=== PROVIDED TEXT ===
Asked 20/4, 2023 at 13:20 Answered 20/4, 2023 at 21:43

Feels like this should be straightforward but I have been through stack overflow and combn help, and cannot see solution.

The below players need to be in teams of 3 versus 2. I need to find all possible combinations of teams. For example two possible teams are "Ross", "Bobby" and "Casper" in one team, and "Max" and "Jake" in the other team. How can I code this?

players <- c("Ross", "Bobby", "Max", "Casper", "Jake")

Filmy answered 20/4, 2023 at 13:20 Comment(3)

FYI, many developers strongly discourage the use of left-to-right assignment in scripts. It makes the assignment action non-obvious, which drastically reduces clarity about the data flow (which variables exist, and what is their current value?) and thus makes code harder to read, debug and modify. – Relax 20/4, 2023 at 13:41

I use pipes in my code and put assignment on right so everything flows from top to bottom – Filmy 20/4, 2023 at 15:5

Please have a look at the second-to-last paragraph of this comment explaining why this is a bad idea for code maintainability. – Relax 20/4, 2023 at 15:28

I think the key step is to randomly choose 3 (or 2) out of 5 players to generate the first team, and the remaining are naturally assigned to the second team.

Probably you can try it like this

combn(players,
  3, 
  function(x) list(team1 = x, team2 = players[!players %in% x]),
  simplify = FALSE
)

or if you don't mind the time efficiency, you can use setdiff instead

combn(players,
    3,
    function(x) list(team1 = x, team2 = setdiff(players, x)),
    simplify = FALSE
  )

and either of which gives

[[1]]
[[1]]$team1
[1] "Ross"  "Bobby" "Max"

[[1]]$team2
[1] "Casper" "Jake"


[[2]]
[[2]]$team1
[1] "Ross"   "Bobby"  "Casper"

[[2]]$team2
[1] "Max"  "Jake"


[[3]]
[[3]]$team1
[1] "Ross"  "Bobby" "Jake"

=== WORK TO COMPLETE ===
(1) From the thread on splitting five players into R team combinations, render this sentence in Spanish: "I think the key step is to randomly choose 3 (or 2) out of 5 players to generate the first team, and the remaining are naturally assigned to the second team."
(2) Pick up the thread on splitting five players into R team combinations after its final line and carry it forward.

=== SUPPLIED INFORMATION ===

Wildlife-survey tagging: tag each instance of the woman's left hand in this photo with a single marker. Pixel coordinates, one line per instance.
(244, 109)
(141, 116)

=== RESPONSES PER TASK ===
(1) Creo que el paso clave es elegir al azar 3 (o 2) de los 5 jugadores para formar el primer equipo, y los restantes quedan asignados de forma natural al segundo equipo.

(2)
[[3]]$team2
[1] "Max"    "Casper"


[[4]]
[[4]]$team1
[1] "Ross"   "Max"    "Casper"

[[4]]$team2
[1] "Bobby" "Jake"


[[5]]
[[5]]$team1
[1] "Ross" "Max"  "Jake"

[[5]]$team2
[1] "Bobby"  "Casper"


[[6]]
[[6]]$team1
[1] "Ross"   "Casper" "Jake"

[[6]]$team2
[1] "Bobby" "Max"


[[7]]
[[7]]$team1
[1] "Bobby"  "Max"    "Casper"

[[7]]$team2
[1] "Ross" "Jake"


[[8]]
[[8]]$team1
[1] "Bobby" "Max"   "Jake"

[[8]]$team2
[1] "Ross"   "Casper"


[[9]]
[[9]]$team1
[1] "Bobby"  "Casper" "Jake"

[[9]]$team2
[1] "Ross" "Max"


[[10]]
[[10]]$team1
[1] "Max"    "Casper" "Jake"

[[10]]$team2
[1] "Ross"  "Bobby"

Benchmarking

players <- c("Ross", "Bobby", "Max", "Casper", "Jake")

microbenchmark(
  f1 = combn(players,
    3,
    function(x) list(team1 = x, team2 = players[!players %in% x]),
    simplify = FALSE
  ),
  f2 = combn(players,
    3,
    function(x) list(team1 = x, team2 = setdiff(players, x)),
    simplify = FALSE
  )
)

and we will see

Unit: microseconds
 expr    min      lq      mean   median       uq      max neval
   f1 26.200 28.0510  51.55586  29.4515  32.5015 1935.301   100
   f2 97.301 99.8505 119.44610 103.6010 111.1510 1162.501   100

Roubaix answered 20/4, 2023 at 13:25 Comment(7)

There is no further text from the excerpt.